▶ [Task details]:
Write out the part of the records that opens with the line containing "Segment every instance of the **acoustic" and closes with the line containing "769 0 L 720", exactly as it appears.

— begin —

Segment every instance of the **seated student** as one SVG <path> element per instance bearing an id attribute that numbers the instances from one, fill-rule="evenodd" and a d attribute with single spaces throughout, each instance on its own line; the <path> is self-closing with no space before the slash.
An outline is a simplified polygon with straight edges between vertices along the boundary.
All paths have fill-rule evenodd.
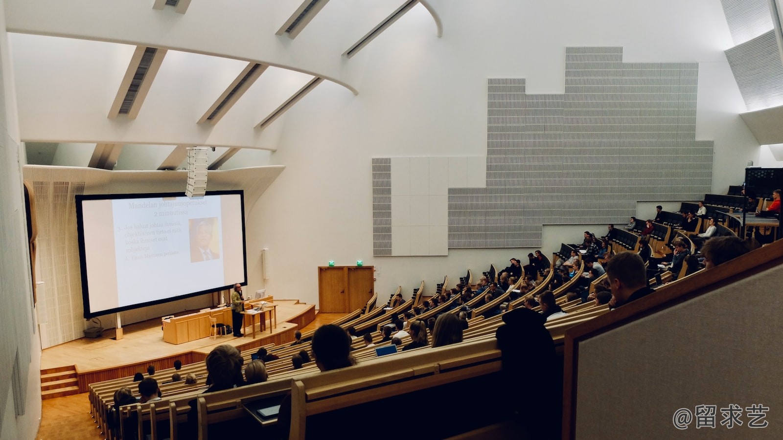
<path id="1" fill-rule="evenodd" d="M 508 290 L 508 274 L 503 273 L 500 276 L 500 279 L 498 280 L 497 287 L 503 292 Z"/>
<path id="2" fill-rule="evenodd" d="M 761 211 L 756 211 L 756 215 L 760 217 L 774 217 L 781 213 L 781 190 L 775 189 L 772 192 L 772 203 L 770 206 L 767 207 L 767 209 Z"/>
<path id="3" fill-rule="evenodd" d="M 631 219 L 628 221 L 628 224 L 626 225 L 626 231 L 633 231 L 633 228 L 636 228 L 636 217 L 631 217 Z"/>
<path id="4" fill-rule="evenodd" d="M 402 294 L 397 294 L 392 299 L 391 307 L 392 308 L 395 308 L 399 307 L 400 305 L 402 305 L 403 304 L 405 304 L 405 300 L 402 299 Z"/>
<path id="5" fill-rule="evenodd" d="M 171 380 L 167 380 L 164 382 L 164 384 L 173 384 L 174 382 L 179 382 L 180 380 L 182 380 L 182 377 L 179 376 L 179 373 L 175 373 L 174 374 L 171 374 Z"/>
<path id="6" fill-rule="evenodd" d="M 612 241 L 615 240 L 617 236 L 617 231 L 615 230 L 615 225 L 612 224 L 607 225 L 606 226 L 606 235 L 604 236 L 604 240 L 607 241 Z"/>
<path id="7" fill-rule="evenodd" d="M 430 332 L 430 334 L 432 334 L 432 330 L 434 330 L 435 328 L 435 317 L 427 319 L 427 331 Z"/>
<path id="8" fill-rule="evenodd" d="M 212 384 L 204 392 L 211 393 L 244 385 L 244 379 L 242 378 L 244 362 L 242 355 L 233 345 L 224 344 L 213 348 L 204 359 L 207 373 Z"/>
<path id="9" fill-rule="evenodd" d="M 245 367 L 245 382 L 248 384 L 265 382 L 267 378 L 266 366 L 261 359 L 251 361 Z"/>
<path id="10" fill-rule="evenodd" d="M 710 239 L 702 247 L 704 255 L 704 269 L 711 269 L 747 254 L 750 251 L 748 242 L 738 236 L 716 236 Z"/>
<path id="11" fill-rule="evenodd" d="M 549 261 L 549 258 L 544 256 L 544 254 L 542 254 L 540 251 L 536 251 L 535 263 L 536 263 L 535 264 L 536 270 L 538 271 L 538 273 L 540 276 L 543 276 L 544 271 L 547 270 L 547 269 L 550 269 L 550 267 L 551 267 L 552 265 L 552 263 L 551 261 Z M 532 278 L 535 280 L 535 277 Z M 507 290 L 507 288 L 506 290 Z M 505 291 L 505 290 L 503 291 Z"/>
<path id="12" fill-rule="evenodd" d="M 698 210 L 696 211 L 696 215 L 707 215 L 707 207 L 704 206 L 704 200 L 698 200 Z"/>
<path id="13" fill-rule="evenodd" d="M 685 258 L 685 276 L 698 272 L 699 269 L 698 258 L 695 255 L 688 255 Z"/>
<path id="14" fill-rule="evenodd" d="M 655 230 L 655 227 L 652 225 L 652 220 L 644 221 L 644 229 L 641 231 L 642 236 L 648 236 L 651 234 Z"/>
<path id="15" fill-rule="evenodd" d="M 710 217 L 707 222 L 709 226 L 707 227 L 706 231 L 704 231 L 700 234 L 696 234 L 695 236 L 691 236 L 691 240 L 693 240 L 693 243 L 695 244 L 697 247 L 701 247 L 702 245 L 704 244 L 704 242 L 706 241 L 707 239 L 714 236 L 715 233 L 718 230 L 717 226 L 715 225 L 715 218 Z"/>
<path id="16" fill-rule="evenodd" d="M 351 337 L 340 326 L 327 324 L 319 327 L 312 334 L 310 346 L 316 358 L 316 365 L 322 372 L 346 368 L 356 363 L 351 355 Z M 277 426 L 280 428 L 280 437 L 283 438 L 289 437 L 290 420 L 291 396 L 288 394 L 280 402 L 280 411 L 277 415 Z"/>
<path id="17" fill-rule="evenodd" d="M 655 218 L 653 220 L 655 223 L 663 223 L 663 215 L 661 211 L 663 211 L 663 207 L 658 205 L 655 207 Z"/>
<path id="18" fill-rule="evenodd" d="M 301 360 L 305 363 L 310 362 L 310 355 L 308 354 L 307 350 L 302 350 L 301 352 L 299 352 L 299 356 L 301 357 Z"/>
<path id="19" fill-rule="evenodd" d="M 375 347 L 375 344 L 373 344 L 373 335 L 370 333 L 364 334 L 364 346 L 365 347 Z"/>
<path id="20" fill-rule="evenodd" d="M 609 301 L 612 301 L 612 292 L 609 290 L 598 290 L 592 296 L 596 305 L 609 304 Z"/>
<path id="21" fill-rule="evenodd" d="M 647 261 L 652 256 L 652 250 L 650 249 L 648 242 L 645 239 L 641 239 L 639 240 L 639 256 L 641 257 L 643 261 Z"/>
<path id="22" fill-rule="evenodd" d="M 498 276 L 503 275 L 503 273 L 507 273 L 509 276 L 516 276 L 517 278 L 519 278 L 522 273 L 522 269 L 519 265 L 519 260 L 511 258 L 509 260 L 509 262 L 511 264 L 509 265 L 508 267 L 501 270 L 500 273 L 498 274 Z"/>
<path id="23" fill-rule="evenodd" d="M 115 433 L 115 438 L 120 438 L 120 406 L 124 405 L 135 405 L 139 402 L 139 399 L 133 396 L 133 391 L 128 387 L 123 387 L 114 391 L 114 405 L 109 409 L 106 416 L 109 429 Z M 136 413 L 134 413 L 132 417 L 125 419 L 124 424 L 125 437 L 134 438 L 136 437 L 137 420 Z"/>
<path id="24" fill-rule="evenodd" d="M 552 290 L 544 290 L 542 292 L 539 296 L 539 301 L 541 303 L 541 315 L 547 321 L 568 315 L 555 302 L 554 294 L 552 293 Z"/>
<path id="25" fill-rule="evenodd" d="M 157 386 L 157 380 L 153 377 L 145 377 L 139 382 L 139 395 L 140 403 L 161 400 L 161 388 Z"/>
<path id="26" fill-rule="evenodd" d="M 595 243 L 595 240 L 592 236 L 586 239 L 584 246 L 584 249 L 586 250 L 585 256 L 594 257 L 598 253 L 598 246 Z"/>
<path id="27" fill-rule="evenodd" d="M 482 276 L 481 280 L 478 280 L 478 285 L 476 286 L 476 293 L 480 294 L 483 292 L 489 286 L 489 280 L 487 280 L 486 276 Z"/>
<path id="28" fill-rule="evenodd" d="M 462 323 L 452 313 L 438 317 L 432 329 L 432 347 L 442 347 L 462 342 Z"/>
<path id="29" fill-rule="evenodd" d="M 685 258 L 691 254 L 688 245 L 685 240 L 678 239 L 674 240 L 674 252 L 672 254 L 672 262 L 663 263 L 662 265 L 666 266 L 666 270 L 671 271 L 672 280 L 676 280 L 680 276 L 680 271 L 683 269 L 683 263 Z"/>
<path id="30" fill-rule="evenodd" d="M 402 339 L 403 337 L 408 336 L 408 332 L 403 330 L 405 328 L 405 323 L 402 322 L 402 319 L 395 320 L 394 322 L 394 326 L 396 327 L 397 333 L 394 334 L 392 336 L 392 338 L 399 337 L 400 339 Z"/>
<path id="31" fill-rule="evenodd" d="M 383 330 L 381 331 L 383 332 L 384 335 L 384 337 L 381 338 L 381 344 L 383 344 L 384 342 L 388 342 L 389 341 L 392 341 L 392 327 L 384 326 Z"/>
<path id="32" fill-rule="evenodd" d="M 299 355 L 291 356 L 291 364 L 294 365 L 294 370 L 299 370 L 301 368 L 303 363 L 305 362 L 301 360 L 301 356 Z"/>
<path id="33" fill-rule="evenodd" d="M 692 211 L 685 213 L 685 222 L 682 225 L 684 231 L 687 233 L 695 232 L 696 225 L 698 224 L 698 218 L 696 218 L 696 215 Z"/>
<path id="34" fill-rule="evenodd" d="M 539 306 L 539 301 L 536 301 L 536 298 L 532 297 L 525 298 L 522 304 L 525 305 L 525 308 L 535 308 Z"/>
<path id="35" fill-rule="evenodd" d="M 595 269 L 596 270 L 598 271 L 599 276 L 604 275 L 604 272 L 605 272 L 604 270 L 604 266 L 601 265 L 601 263 L 596 261 L 595 257 L 593 257 L 591 255 L 587 255 L 584 258 L 584 261 L 585 261 L 585 272 L 587 272 L 591 269 Z"/>
<path id="36" fill-rule="evenodd" d="M 571 268 L 571 271 L 568 272 L 568 278 L 573 278 L 579 272 L 579 266 L 575 265 Z"/>
<path id="37" fill-rule="evenodd" d="M 748 196 L 748 201 L 745 204 L 745 211 L 747 212 L 756 212 L 759 208 L 759 200 L 753 196 Z"/>
<path id="38" fill-rule="evenodd" d="M 525 276 L 529 277 L 536 276 L 536 256 L 532 254 L 528 254 L 528 264 L 525 265 L 522 268 L 525 271 Z"/>
<path id="39" fill-rule="evenodd" d="M 638 254 L 620 252 L 606 265 L 612 287 L 609 308 L 615 308 L 644 297 L 655 290 L 647 287 L 647 269 Z"/>
<path id="40" fill-rule="evenodd" d="M 410 323 L 410 344 L 402 348 L 402 351 L 413 350 L 429 345 L 427 337 L 427 325 L 418 319 Z"/>
<path id="41" fill-rule="evenodd" d="M 269 352 L 266 351 L 266 348 L 263 347 L 258 348 L 258 351 L 255 352 L 255 355 L 257 359 L 260 359 L 264 363 L 266 363 L 269 361 L 276 361 L 280 359 L 276 355 L 269 354 Z"/>

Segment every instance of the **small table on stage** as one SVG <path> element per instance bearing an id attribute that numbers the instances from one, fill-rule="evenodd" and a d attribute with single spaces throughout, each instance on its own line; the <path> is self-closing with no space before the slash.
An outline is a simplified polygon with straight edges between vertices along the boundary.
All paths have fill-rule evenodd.
<path id="1" fill-rule="evenodd" d="M 742 224 L 742 213 L 739 212 L 731 212 L 727 213 L 730 217 L 734 218 L 740 224 L 740 226 L 744 226 L 742 228 L 747 230 L 751 228 L 758 227 L 769 227 L 772 228 L 773 236 L 778 236 L 778 226 L 780 225 L 780 221 L 774 217 L 756 217 L 754 213 L 749 212 L 746 215 L 747 224 Z"/>
<path id="2" fill-rule="evenodd" d="M 245 310 L 242 312 L 243 315 L 249 316 L 250 318 L 250 326 L 253 329 L 253 339 L 255 339 L 255 317 L 261 315 L 261 322 L 259 326 L 259 330 L 263 331 L 266 327 L 266 314 L 269 314 L 269 332 L 272 332 L 272 328 L 277 328 L 277 305 L 274 304 L 268 304 L 264 306 L 263 310 L 256 310 L 251 308 L 250 310 Z M 272 325 L 272 317 L 274 317 L 274 325 Z M 247 326 L 244 323 L 244 320 L 242 322 L 242 331 L 244 332 L 244 335 L 247 336 L 247 332 L 245 330 Z"/>

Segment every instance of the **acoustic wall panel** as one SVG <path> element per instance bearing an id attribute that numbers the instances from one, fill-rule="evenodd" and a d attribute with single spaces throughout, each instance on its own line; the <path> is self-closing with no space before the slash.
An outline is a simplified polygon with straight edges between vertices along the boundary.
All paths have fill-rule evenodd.
<path id="1" fill-rule="evenodd" d="M 568 48 L 565 69 L 563 94 L 529 95 L 524 78 L 488 81 L 486 157 L 447 159 L 449 248 L 537 247 L 543 225 L 624 222 L 637 200 L 709 192 L 713 142 L 695 140 L 697 63 L 623 63 L 622 48 Z M 463 170 L 465 179 L 452 176 Z M 399 174 L 412 194 L 422 192 L 413 174 Z M 410 205 L 410 218 L 420 209 Z M 436 211 L 431 204 L 431 222 Z M 423 233 L 406 236 L 411 254 L 422 254 L 413 242 Z"/>
<path id="2" fill-rule="evenodd" d="M 749 111 L 783 105 L 783 63 L 774 31 L 727 50 L 726 58 Z"/>
<path id="3" fill-rule="evenodd" d="M 373 159 L 373 254 L 392 254 L 392 160 Z"/>
<path id="4" fill-rule="evenodd" d="M 769 0 L 720 0 L 735 45 L 772 30 Z"/>

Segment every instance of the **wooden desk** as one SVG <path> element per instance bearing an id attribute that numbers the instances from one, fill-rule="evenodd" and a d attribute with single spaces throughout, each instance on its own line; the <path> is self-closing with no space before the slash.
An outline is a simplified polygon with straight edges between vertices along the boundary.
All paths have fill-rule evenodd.
<path id="1" fill-rule="evenodd" d="M 254 309 L 251 308 L 250 310 L 246 310 L 246 311 L 244 311 L 244 312 L 242 312 L 242 314 L 244 315 L 245 317 L 248 317 L 248 316 L 250 317 L 250 326 L 253 330 L 253 339 L 255 339 L 255 317 L 258 316 L 259 316 L 259 315 L 262 316 L 261 323 L 260 323 L 259 328 L 258 328 L 259 330 L 263 331 L 264 330 L 265 330 L 265 327 L 266 327 L 266 316 L 267 316 L 267 314 L 269 314 L 269 327 L 270 327 L 269 332 L 270 333 L 272 332 L 272 328 L 276 328 L 277 327 L 277 313 L 276 313 L 276 309 L 277 309 L 277 305 L 274 305 L 274 304 L 267 304 L 266 305 L 264 306 L 264 309 L 263 310 L 254 310 Z M 274 316 L 274 319 L 275 319 L 274 320 L 274 326 L 272 326 L 272 316 Z M 242 331 L 243 331 L 243 333 L 244 333 L 244 335 L 246 337 L 247 336 L 247 332 L 245 331 L 245 327 L 247 327 L 247 319 L 243 319 L 243 320 L 242 320 Z"/>
<path id="2" fill-rule="evenodd" d="M 210 318 L 231 325 L 231 308 L 221 307 L 163 319 L 163 340 L 169 344 L 184 344 L 208 337 L 211 330 Z"/>

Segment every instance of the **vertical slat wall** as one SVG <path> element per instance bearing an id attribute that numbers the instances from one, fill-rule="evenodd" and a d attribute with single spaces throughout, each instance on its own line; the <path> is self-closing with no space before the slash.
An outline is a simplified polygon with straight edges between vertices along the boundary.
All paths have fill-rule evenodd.
<path id="1" fill-rule="evenodd" d="M 624 63 L 613 47 L 567 48 L 563 94 L 489 79 L 485 186 L 449 186 L 448 247 L 539 247 L 544 224 L 615 222 L 637 200 L 702 197 L 713 142 L 695 140 L 698 83 L 696 63 Z"/>

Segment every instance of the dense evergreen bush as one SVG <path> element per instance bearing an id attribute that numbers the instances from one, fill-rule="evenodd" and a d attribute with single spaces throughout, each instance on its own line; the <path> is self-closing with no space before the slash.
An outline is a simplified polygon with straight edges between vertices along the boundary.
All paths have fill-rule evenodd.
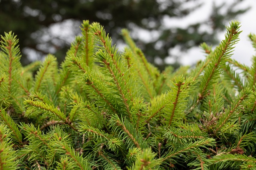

— end —

▶ [Exercise answer]:
Segment every instance of the **acoustic wall panel** as one SVG <path> element per instance bearing an id attribute that numbers the instances from one, fill-rule="evenodd" and a d attribute with single spaces throughout, each instance on its own line; the <path> is self-closing with no space before the slash.
An outline is a simplified polygon with straight edges between vertices along the boundary.
All paths have fill-rule evenodd.
<path id="1" fill-rule="evenodd" d="M 568 48 L 565 69 L 563 94 L 529 95 L 524 78 L 488 81 L 486 157 L 447 159 L 449 248 L 537 247 L 543 225 L 624 222 L 637 200 L 709 192 L 713 142 L 695 140 L 697 63 L 623 63 L 622 48 Z M 463 170 L 465 179 L 452 176 Z M 399 174 L 412 194 L 422 192 L 413 174 Z M 410 205 L 410 218 L 420 209 Z M 436 211 L 431 204 L 431 222 Z M 423 233 L 406 236 L 411 254 L 422 254 L 413 242 Z"/>
<path id="2" fill-rule="evenodd" d="M 749 111 L 783 105 L 783 63 L 774 31 L 727 50 L 726 58 Z"/>
<path id="3" fill-rule="evenodd" d="M 373 159 L 373 254 L 392 254 L 392 160 Z"/>
<path id="4" fill-rule="evenodd" d="M 769 0 L 720 0 L 735 45 L 772 30 Z"/>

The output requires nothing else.